Record list:
---

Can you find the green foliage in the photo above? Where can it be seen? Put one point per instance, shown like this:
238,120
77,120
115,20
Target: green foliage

---

Request: Print all of the records above again, word for word and line for line, without changing anything.

Written answer:
Can you find the green foliage in the photo above? Where can it be seen? Put one point per instance, shown like this:
238,120
77,120
115,20
Target: green foliage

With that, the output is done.